## [Task directions]
If a line in the data below includes the string "black", please return a copy of it.

## [Given data]
#####

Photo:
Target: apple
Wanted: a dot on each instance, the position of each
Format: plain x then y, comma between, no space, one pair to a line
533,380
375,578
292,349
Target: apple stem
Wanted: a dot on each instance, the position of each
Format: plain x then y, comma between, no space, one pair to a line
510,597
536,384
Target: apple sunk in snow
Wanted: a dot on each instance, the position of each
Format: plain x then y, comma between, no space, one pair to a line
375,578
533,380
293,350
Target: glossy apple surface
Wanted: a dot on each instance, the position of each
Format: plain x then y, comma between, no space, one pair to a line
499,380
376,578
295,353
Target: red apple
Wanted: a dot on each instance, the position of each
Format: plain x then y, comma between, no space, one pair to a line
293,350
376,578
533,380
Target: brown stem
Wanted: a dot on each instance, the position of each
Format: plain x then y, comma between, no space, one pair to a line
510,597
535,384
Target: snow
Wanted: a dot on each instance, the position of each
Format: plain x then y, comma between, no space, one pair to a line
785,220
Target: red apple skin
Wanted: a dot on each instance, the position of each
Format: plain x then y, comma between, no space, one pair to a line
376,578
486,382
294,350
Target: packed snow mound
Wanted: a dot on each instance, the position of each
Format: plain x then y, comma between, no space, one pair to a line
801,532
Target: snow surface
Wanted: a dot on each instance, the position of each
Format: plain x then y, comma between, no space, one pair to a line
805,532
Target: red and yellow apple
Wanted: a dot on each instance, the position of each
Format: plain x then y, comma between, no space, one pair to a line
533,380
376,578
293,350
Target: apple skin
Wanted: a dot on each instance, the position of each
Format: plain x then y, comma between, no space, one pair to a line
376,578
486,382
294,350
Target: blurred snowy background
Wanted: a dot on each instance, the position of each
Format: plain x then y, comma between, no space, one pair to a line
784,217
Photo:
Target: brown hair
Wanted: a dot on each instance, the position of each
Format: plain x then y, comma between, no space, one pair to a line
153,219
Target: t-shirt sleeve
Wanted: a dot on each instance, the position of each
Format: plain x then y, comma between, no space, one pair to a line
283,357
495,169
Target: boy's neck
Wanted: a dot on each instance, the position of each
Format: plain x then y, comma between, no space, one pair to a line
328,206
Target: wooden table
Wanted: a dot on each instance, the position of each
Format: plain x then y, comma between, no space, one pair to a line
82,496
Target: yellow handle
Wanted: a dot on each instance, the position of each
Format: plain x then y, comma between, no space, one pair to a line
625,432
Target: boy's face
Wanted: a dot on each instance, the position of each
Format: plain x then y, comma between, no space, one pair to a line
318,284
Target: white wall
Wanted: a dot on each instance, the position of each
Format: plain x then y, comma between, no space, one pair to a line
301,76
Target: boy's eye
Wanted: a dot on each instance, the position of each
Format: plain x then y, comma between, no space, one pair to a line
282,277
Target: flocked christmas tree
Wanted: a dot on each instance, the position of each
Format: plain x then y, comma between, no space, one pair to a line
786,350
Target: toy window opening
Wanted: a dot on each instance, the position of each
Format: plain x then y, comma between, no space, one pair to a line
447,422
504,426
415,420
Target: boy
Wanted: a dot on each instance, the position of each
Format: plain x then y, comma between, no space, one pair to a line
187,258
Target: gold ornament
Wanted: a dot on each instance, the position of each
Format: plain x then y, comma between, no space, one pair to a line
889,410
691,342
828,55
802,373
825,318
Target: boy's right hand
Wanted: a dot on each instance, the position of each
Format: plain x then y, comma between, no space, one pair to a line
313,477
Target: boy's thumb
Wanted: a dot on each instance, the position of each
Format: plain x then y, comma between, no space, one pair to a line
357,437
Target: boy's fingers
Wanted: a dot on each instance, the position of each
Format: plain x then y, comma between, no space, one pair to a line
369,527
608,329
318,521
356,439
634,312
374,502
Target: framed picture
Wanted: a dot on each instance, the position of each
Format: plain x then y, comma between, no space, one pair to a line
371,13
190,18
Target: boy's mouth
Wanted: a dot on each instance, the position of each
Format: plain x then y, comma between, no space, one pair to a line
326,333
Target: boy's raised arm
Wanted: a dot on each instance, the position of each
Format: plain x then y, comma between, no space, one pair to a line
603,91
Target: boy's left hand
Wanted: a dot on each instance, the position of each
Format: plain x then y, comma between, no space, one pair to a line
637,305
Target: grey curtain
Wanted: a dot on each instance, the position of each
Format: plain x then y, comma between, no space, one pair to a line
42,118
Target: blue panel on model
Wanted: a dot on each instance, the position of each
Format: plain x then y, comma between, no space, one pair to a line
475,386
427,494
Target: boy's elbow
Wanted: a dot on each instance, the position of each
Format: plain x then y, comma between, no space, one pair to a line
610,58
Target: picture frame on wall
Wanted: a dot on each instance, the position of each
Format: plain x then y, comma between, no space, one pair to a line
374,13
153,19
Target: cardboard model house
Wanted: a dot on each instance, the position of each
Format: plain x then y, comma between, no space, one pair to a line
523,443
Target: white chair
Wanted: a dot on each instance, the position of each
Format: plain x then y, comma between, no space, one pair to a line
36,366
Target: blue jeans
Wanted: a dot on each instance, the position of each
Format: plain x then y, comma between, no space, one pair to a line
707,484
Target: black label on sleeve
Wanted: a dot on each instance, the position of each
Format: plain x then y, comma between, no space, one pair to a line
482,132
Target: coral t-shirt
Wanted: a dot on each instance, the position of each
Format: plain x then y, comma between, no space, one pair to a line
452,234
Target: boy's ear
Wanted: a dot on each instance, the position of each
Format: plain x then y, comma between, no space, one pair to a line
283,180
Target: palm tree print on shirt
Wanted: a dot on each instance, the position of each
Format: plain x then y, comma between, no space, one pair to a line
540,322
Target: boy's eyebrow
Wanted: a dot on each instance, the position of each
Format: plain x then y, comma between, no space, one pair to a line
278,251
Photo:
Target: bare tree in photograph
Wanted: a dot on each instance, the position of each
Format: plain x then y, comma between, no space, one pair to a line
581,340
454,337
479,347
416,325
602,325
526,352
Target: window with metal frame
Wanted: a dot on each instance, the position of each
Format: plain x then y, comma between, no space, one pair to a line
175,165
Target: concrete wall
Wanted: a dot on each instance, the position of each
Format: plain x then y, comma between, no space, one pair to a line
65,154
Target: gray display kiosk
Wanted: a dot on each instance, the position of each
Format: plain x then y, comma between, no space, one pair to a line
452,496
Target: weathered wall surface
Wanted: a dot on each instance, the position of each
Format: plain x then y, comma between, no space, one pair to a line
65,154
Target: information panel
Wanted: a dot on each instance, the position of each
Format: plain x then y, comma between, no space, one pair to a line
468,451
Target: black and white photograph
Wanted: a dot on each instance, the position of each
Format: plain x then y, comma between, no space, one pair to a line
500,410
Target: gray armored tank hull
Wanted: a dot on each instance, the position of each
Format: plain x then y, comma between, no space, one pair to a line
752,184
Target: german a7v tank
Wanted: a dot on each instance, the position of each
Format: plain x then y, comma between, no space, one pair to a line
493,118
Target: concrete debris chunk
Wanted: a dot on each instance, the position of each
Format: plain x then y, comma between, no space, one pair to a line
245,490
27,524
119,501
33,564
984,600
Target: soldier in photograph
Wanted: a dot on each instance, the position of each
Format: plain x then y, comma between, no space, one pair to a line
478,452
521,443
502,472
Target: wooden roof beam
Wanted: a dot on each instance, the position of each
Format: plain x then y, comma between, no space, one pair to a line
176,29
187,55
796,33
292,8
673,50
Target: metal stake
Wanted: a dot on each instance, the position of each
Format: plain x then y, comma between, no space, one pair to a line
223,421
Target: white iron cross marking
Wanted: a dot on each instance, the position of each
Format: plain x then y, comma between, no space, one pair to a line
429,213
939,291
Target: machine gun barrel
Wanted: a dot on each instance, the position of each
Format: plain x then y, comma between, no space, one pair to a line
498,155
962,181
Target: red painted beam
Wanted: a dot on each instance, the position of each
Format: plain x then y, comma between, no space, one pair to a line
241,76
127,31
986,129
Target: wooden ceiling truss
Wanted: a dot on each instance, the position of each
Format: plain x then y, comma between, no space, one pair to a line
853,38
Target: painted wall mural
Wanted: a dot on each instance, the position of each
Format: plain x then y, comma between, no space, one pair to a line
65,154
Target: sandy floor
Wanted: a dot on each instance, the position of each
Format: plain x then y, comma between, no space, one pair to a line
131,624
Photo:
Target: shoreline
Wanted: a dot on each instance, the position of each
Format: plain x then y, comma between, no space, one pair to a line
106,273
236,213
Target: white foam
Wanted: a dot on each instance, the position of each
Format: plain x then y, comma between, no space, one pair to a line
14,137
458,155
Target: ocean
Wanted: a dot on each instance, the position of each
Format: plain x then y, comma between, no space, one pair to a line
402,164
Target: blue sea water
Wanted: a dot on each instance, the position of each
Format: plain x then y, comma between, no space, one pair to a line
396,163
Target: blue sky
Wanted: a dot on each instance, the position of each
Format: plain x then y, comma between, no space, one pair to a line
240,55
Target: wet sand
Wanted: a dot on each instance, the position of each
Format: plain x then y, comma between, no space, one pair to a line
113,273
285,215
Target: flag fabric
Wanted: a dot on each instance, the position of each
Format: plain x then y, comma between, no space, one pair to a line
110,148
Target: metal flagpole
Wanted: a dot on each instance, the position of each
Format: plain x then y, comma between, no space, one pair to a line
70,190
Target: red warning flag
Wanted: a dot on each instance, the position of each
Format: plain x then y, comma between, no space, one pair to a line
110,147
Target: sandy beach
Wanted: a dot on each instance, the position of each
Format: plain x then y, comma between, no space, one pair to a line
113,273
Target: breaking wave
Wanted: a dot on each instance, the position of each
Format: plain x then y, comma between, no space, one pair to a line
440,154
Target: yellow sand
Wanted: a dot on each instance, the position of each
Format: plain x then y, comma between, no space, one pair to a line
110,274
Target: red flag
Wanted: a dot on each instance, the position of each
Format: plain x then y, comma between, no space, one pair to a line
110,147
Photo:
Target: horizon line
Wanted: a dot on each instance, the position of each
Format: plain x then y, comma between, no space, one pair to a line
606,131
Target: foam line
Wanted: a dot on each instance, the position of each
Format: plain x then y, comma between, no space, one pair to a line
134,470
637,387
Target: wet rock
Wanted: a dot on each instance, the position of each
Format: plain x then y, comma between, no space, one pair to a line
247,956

#####

## [Solution to this problem]
Target: black label on sleeve
Target: black and white photograph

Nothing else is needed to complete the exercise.